NAIROBI, Kenya— New evidence shows mass rape occurred during the post-election violence period following the 2007 presidential election in Kenya, according to research by RTI International, Physicians for Human Rights, Boston University School of Public Health, Moi Teaching and Referral Hospital, and Nakuru Provincial General Hospital.
The study, published in PLOS One, focused on identifying whether the three-month post-election violence period in Kenya was linked to changes in the characteristics of sexual assault cases. Co-authors of the study include Mike Anastario, Ph.D., and Kelle Barrick, Ph.D. of RTI's Center for Justice, Safety, and Resilience and the RTI Global Gender Center.
To examine sexual assault characteristics over time, researchers reviewed more than 1,600 medical records of patients who reported assault between 2007 and 2011 in three healthcare facilities in the Rift Valley.
"This is the first study to use medical records review to illustrate the prevalence and characteristics of sexual assault cases during the post-election violence period in Kenya," Anastario said. "Our findings are consistent with the accounts of survivors who testified before the Commission of Inquiry on Post-Election Violence, where the majority described gang rape during this time period."

§ **WORK REQUIRED**: Copy the passage of the report on sexual assault during Kenya's post-election violence starting at "NAIROBI, Kenya— New" and ending at "Global Gender Center.", word for word.

§ **Recorded data**:

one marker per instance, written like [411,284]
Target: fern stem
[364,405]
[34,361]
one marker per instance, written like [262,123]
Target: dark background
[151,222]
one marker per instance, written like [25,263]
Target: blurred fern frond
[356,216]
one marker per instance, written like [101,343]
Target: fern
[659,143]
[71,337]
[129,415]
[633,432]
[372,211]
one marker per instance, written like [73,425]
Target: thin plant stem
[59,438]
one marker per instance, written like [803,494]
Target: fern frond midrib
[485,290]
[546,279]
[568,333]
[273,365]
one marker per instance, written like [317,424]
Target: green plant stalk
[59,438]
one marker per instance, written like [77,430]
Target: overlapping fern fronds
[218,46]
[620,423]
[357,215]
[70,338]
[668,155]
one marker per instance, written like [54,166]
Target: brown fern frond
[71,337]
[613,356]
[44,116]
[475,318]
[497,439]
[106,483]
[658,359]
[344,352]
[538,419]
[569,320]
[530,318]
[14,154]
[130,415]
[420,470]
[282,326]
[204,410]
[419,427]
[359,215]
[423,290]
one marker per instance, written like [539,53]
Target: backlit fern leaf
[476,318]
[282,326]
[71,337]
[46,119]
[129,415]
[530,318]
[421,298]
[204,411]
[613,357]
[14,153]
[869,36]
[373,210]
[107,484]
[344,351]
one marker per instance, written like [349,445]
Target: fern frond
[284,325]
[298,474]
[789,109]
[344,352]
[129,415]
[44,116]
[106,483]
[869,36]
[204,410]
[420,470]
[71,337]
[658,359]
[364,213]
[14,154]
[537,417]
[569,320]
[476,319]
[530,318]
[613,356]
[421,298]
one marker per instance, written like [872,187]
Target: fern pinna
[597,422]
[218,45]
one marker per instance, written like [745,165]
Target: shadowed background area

§ **RESPONSE AREA**:
NAIROBI, Kenya— New evidence shows mass rape occurred during the post-election violence period following the 2007 presidential election in Kenya, according to research by RTI International, Physicians for Human Rights, Boston University School of Public Health, Moi Teaching and Referral Hospital, and Nakuru Provincial General Hospital.
The study, published in PLOS One, focused on identifying whether the three-month post-election violence period in Kenya was linked to changes in the characteristics of sexual assault cases. Co-authors of the study include Mike Anastario, Ph.D., and Kelle Barrick, Ph.D. of RTI's Center for Justice, Safety, and Resilience and the RTI Global Gender Center.